- _EXERCISE REQUIREMENTS_
Extract each line of the data below that contains the string "laptop". Treat uppercase and lowercase as different.

- _RECORDS FOR THIS EXERCISE_
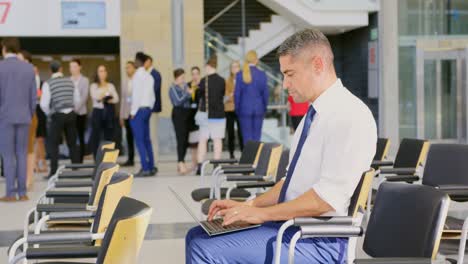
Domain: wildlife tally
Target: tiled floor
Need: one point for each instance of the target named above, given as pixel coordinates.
(164, 241)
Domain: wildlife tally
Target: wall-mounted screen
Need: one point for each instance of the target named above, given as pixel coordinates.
(83, 15)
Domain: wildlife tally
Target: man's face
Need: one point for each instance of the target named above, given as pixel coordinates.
(148, 64)
(130, 70)
(301, 76)
(75, 68)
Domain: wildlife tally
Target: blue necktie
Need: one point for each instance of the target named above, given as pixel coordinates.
(292, 165)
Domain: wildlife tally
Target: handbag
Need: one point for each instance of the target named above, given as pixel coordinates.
(201, 118)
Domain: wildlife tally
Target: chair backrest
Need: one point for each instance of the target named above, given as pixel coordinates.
(359, 198)
(383, 145)
(446, 164)
(282, 165)
(127, 228)
(407, 220)
(119, 186)
(249, 153)
(411, 153)
(273, 162)
(264, 158)
(102, 177)
(101, 149)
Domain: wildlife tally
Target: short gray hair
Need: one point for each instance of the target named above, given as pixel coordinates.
(304, 39)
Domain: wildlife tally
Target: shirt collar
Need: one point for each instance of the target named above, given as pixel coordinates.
(57, 75)
(328, 100)
(10, 55)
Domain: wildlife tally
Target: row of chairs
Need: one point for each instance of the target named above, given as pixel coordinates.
(406, 223)
(103, 223)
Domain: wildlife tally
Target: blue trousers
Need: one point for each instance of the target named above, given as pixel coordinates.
(251, 127)
(141, 133)
(13, 149)
(257, 246)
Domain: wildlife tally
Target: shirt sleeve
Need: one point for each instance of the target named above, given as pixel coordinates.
(135, 97)
(354, 141)
(45, 98)
(114, 94)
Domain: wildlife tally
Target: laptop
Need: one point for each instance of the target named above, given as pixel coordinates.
(214, 227)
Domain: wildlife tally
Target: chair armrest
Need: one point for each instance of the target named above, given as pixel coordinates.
(73, 184)
(50, 208)
(398, 171)
(76, 174)
(394, 261)
(402, 178)
(331, 231)
(225, 161)
(59, 253)
(238, 170)
(250, 185)
(67, 194)
(323, 220)
(382, 163)
(246, 178)
(60, 237)
(71, 215)
(80, 166)
(236, 166)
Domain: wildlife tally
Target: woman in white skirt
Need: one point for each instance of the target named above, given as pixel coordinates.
(210, 116)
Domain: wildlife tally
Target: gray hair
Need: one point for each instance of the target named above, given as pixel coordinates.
(307, 38)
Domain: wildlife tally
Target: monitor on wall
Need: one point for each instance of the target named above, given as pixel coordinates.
(83, 15)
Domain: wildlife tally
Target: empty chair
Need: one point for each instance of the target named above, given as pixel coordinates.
(119, 186)
(121, 242)
(405, 226)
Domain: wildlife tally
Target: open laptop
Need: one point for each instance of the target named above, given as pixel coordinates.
(214, 227)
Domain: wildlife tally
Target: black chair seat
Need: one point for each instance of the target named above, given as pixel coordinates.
(453, 223)
(204, 193)
(66, 207)
(65, 252)
(77, 174)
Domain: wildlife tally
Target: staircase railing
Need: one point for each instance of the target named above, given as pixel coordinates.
(215, 43)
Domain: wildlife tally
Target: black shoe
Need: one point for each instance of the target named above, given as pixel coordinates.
(128, 163)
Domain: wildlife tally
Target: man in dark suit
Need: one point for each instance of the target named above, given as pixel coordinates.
(148, 64)
(17, 106)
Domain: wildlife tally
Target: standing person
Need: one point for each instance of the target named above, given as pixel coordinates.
(231, 116)
(180, 95)
(157, 106)
(125, 106)
(17, 106)
(30, 161)
(41, 131)
(251, 98)
(81, 99)
(104, 98)
(57, 102)
(140, 114)
(296, 111)
(194, 133)
(211, 92)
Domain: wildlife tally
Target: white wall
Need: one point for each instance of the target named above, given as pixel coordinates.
(44, 18)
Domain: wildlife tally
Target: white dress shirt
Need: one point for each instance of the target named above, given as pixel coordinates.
(142, 90)
(98, 93)
(45, 98)
(339, 148)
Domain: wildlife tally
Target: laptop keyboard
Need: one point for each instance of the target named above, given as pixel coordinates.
(216, 226)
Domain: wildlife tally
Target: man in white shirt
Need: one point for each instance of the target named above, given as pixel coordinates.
(57, 102)
(140, 113)
(332, 147)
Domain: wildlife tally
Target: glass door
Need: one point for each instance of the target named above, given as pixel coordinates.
(441, 95)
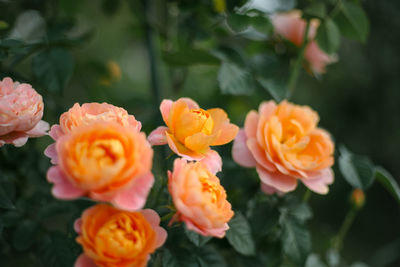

- _WRITTEN SOLUTION_
Target: laptop
Target: open laptop
Target: laptop keyboard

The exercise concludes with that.